DATA FOR PROCESSING =>
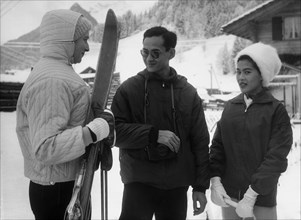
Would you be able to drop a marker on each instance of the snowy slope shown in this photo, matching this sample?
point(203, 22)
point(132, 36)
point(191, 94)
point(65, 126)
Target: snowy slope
point(195, 64)
point(14, 186)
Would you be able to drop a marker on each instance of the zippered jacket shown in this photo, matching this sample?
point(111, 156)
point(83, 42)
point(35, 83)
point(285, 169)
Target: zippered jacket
point(142, 105)
point(250, 147)
point(51, 109)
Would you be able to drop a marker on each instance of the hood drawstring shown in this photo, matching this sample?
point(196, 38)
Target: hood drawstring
point(146, 103)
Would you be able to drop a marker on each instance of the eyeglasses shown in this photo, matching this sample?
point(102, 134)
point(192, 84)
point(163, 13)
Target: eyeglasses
point(155, 54)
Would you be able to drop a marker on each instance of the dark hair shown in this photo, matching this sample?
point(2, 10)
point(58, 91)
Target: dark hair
point(246, 57)
point(170, 38)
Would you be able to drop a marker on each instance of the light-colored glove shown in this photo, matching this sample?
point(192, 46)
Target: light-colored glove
point(100, 128)
point(245, 206)
point(218, 193)
point(198, 198)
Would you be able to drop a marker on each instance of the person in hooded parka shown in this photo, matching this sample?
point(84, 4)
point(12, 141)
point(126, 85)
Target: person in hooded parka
point(51, 111)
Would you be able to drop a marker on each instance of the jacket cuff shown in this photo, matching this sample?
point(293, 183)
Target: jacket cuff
point(153, 135)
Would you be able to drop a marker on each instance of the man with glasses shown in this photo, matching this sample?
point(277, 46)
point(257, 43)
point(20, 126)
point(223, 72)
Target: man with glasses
point(162, 136)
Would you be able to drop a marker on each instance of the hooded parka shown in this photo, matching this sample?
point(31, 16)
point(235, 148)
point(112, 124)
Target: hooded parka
point(142, 105)
point(52, 105)
point(250, 146)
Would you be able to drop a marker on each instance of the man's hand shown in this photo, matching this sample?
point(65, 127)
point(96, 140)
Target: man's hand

TASK INSTRUCTIONS =>
Copy the data from the line containing "of the hooded" through the end, replacing every "hooded parka" with "winter coat" and changing nothing else.

FULL RESPONSE =>
Would you be able to drop a marker on each instance of the winter coat shown in this photo, matching this sample?
point(31, 16)
point(235, 148)
point(112, 124)
Target: winter coat
point(142, 105)
point(52, 105)
point(250, 146)
Would you be able to drop a marker on each instance of the man's hand shown in this photo, matching this sample?
point(65, 127)
point(96, 140)
Target: man's hand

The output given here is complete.